## WORK TASK
Your answer must be the lines from the first record through the line that contains "the muddy tire", copied exactly and without any pictures.

(Stored data entries)
+++++

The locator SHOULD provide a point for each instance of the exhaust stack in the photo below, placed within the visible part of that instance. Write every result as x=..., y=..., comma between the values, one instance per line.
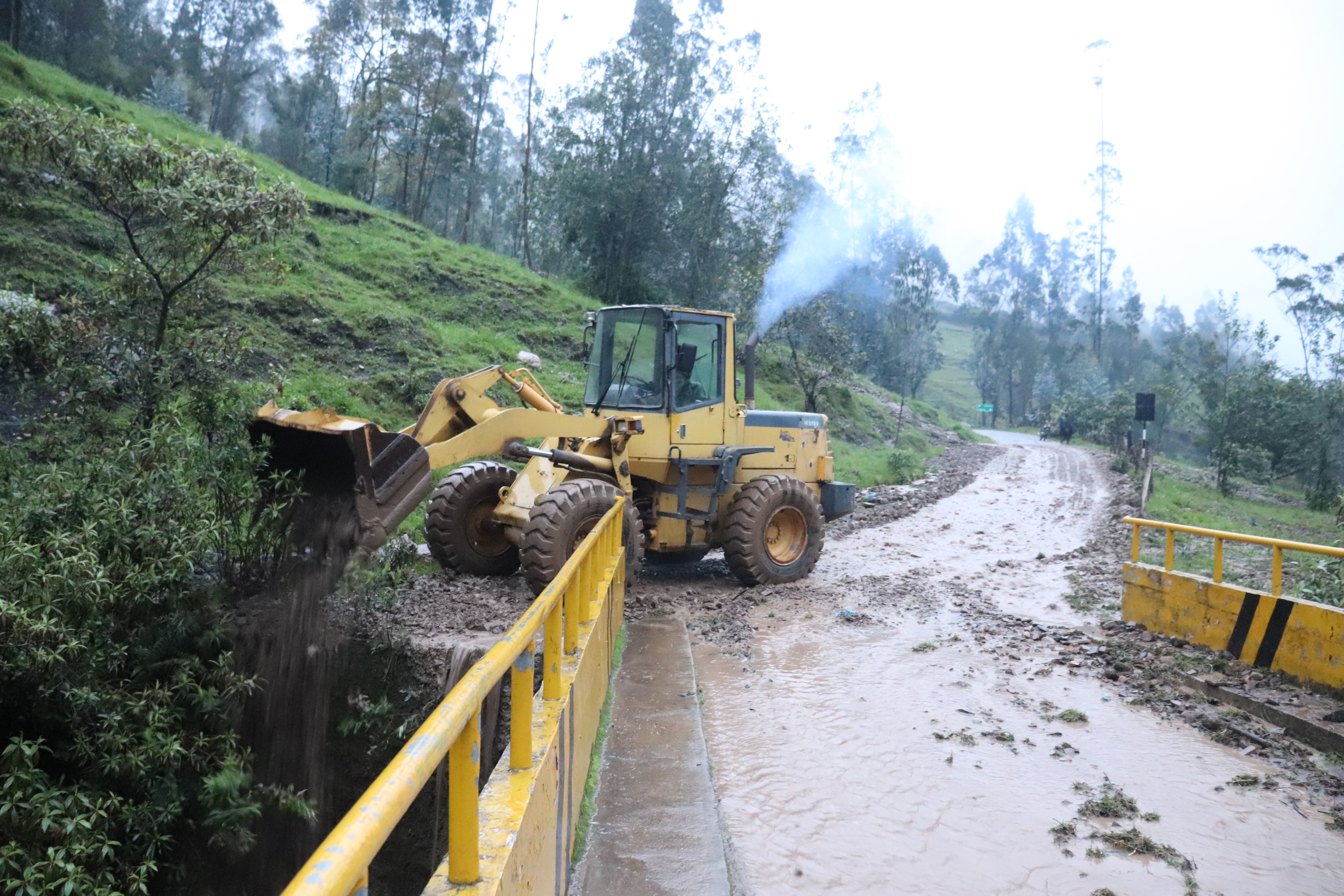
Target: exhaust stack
x=749, y=376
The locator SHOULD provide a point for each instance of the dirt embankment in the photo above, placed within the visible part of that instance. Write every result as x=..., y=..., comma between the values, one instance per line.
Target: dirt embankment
x=1015, y=718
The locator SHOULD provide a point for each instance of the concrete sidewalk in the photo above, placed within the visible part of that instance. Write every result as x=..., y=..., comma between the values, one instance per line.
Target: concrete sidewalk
x=656, y=831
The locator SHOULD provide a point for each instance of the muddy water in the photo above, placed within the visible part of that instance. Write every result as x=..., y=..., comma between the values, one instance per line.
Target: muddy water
x=830, y=776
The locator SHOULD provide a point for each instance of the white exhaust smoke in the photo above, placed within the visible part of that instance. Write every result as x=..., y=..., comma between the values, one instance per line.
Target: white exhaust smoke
x=837, y=229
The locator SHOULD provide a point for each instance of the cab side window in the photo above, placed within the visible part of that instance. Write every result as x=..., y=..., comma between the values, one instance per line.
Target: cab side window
x=698, y=374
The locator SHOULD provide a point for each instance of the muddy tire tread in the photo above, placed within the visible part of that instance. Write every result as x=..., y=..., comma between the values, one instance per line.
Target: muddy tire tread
x=444, y=515
x=543, y=551
x=744, y=530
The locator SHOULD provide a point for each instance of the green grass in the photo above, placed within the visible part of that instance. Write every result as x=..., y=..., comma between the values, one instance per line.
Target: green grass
x=588, y=808
x=1188, y=504
x=374, y=311
x=951, y=389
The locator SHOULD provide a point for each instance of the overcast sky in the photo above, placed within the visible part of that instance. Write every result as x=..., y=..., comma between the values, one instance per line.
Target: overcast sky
x=1224, y=117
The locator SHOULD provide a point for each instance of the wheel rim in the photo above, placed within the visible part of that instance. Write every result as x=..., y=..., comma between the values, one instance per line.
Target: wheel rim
x=484, y=534
x=584, y=528
x=785, y=535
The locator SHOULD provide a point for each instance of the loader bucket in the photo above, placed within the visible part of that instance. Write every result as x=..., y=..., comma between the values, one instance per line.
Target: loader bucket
x=388, y=475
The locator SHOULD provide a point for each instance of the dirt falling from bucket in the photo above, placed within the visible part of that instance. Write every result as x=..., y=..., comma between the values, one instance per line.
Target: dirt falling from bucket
x=293, y=653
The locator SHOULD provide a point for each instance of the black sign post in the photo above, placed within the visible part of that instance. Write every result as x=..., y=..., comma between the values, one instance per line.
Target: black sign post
x=1146, y=408
x=1146, y=412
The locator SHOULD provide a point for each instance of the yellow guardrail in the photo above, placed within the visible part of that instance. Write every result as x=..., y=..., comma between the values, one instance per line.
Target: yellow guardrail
x=1268, y=631
x=569, y=605
x=1277, y=546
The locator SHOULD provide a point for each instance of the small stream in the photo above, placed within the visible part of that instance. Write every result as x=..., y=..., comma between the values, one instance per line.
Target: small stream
x=831, y=780
x=823, y=739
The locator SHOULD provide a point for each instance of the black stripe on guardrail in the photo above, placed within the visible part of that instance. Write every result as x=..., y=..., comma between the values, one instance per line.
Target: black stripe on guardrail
x=1273, y=632
x=1244, y=625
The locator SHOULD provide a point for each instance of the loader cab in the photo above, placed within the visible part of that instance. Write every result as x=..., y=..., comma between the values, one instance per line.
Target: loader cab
x=663, y=361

+++++

## FINISHED TASK
The locator SHOULD provide a point for each instance of the exhaust stack in the photo below, placed within the visible part of that instance. Write every result as x=..., y=..., comma between the values, one instance per line.
Target: exhaust stack
x=749, y=376
The locator SHOULD provide a point for each instance of the dirt embankment in the photo above, placed within the visible part of that instance. Write every result as x=..., y=..., comma between the values, one instance per line.
Target: dirt embankment
x=1015, y=718
The locator SHOULD provide a point for each instance of the concrete sidewalk in the photo above, placed within the visible part of that instance. Write every result as x=..., y=..., comma between the values, one instance per line.
Target: concrete sidewalk
x=656, y=831
The locator SHOULD provide a point for each instance of the muddy water in the photo above, placed within the visible part of that instance. Write every result as x=..., y=..., comma between the values, one instance per line.
Target: muddy water
x=830, y=776
The locator SHOULD provide a point for each instance of the white exhaust smoke in the photo above, placed within the visible part of that instance. Write every result as x=..., y=..., comma between the values, one instance per line.
Target: white exhaust smoke
x=837, y=229
The locator SHOULD provide a point for each instance of the cab side window in the photo above, placed within the visible part of that instance. Write every result as x=..., y=..., comma between the values, one instance per line.
Target: cab side window
x=698, y=374
The locator SHOULD provide a point for each instance of the muddy tire tread in the photo above, placed within the visible part of that instance. Write every result as x=..., y=..., comma between the values, one instance per line.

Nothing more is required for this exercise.